++++ PASSAGE FOR REVIEW

Reviving Tripoli’s Economy: A Possible Mission, Here Is How To Do It

Remarks at the #LebanonForum
“Tripoli’s Revolution: Building a City of Peace, Culture, and Development”.

Tripoli, the capital of North and second-largest Lebanese city, holds a strategic position on the map, but its current status does not live up to its great potential. Decades of neglection and mismanagement by local and national actors, intertwined with unfavorable historical developments and non-benign foreign involvement, certainly had a major role in leading to today’s predicament, especially from a socio-economic perspective.

The severe and long-lasting economic crisis has reached even more extreme heights in recent times, due to the overall meltdown of the Lebanese economy and the COVID-19 pandemic. The combined fallout of these two factors on an already tragic situation, caused the temporary or permanent closure of many business activities, and consequently a further increase of unemployment and poverty, which have skyrocketed respectively to 70 percent and 60 percent, out of a population of 400,000.

++++++++

> [YOUR TASKS]
1/ Update the remarks on Tripoli's economy between "Remarks at the" and "a socio-economic perspective.", inclusive, replacing "strategic" with "key".
2/ What unemployment rate do the remarks on Tripoli's economy report?

++++ INFORMATION PROVIDED

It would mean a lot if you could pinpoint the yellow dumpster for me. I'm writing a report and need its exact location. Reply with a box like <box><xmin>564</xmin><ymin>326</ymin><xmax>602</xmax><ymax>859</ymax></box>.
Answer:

++++++++

> [SOLUTIONS TO EACH TASK]
1/
Remarks at the #LebanonForum
“Tripoli’s Revolution: Building a City of Peace, Culture, and Development”.

Tripoli, the capital of North and second-largest Lebanese city, holds a key position on the map, but its current status does not live up to its great potential. Decades of neglection and mismanagement by local and national actors, intertwined with unfavorable historical developments and non-benign foreign involvement, certainly had a major role in leading to today’s predicament, especially from a socio-economic perspective.

2/ 70 percent.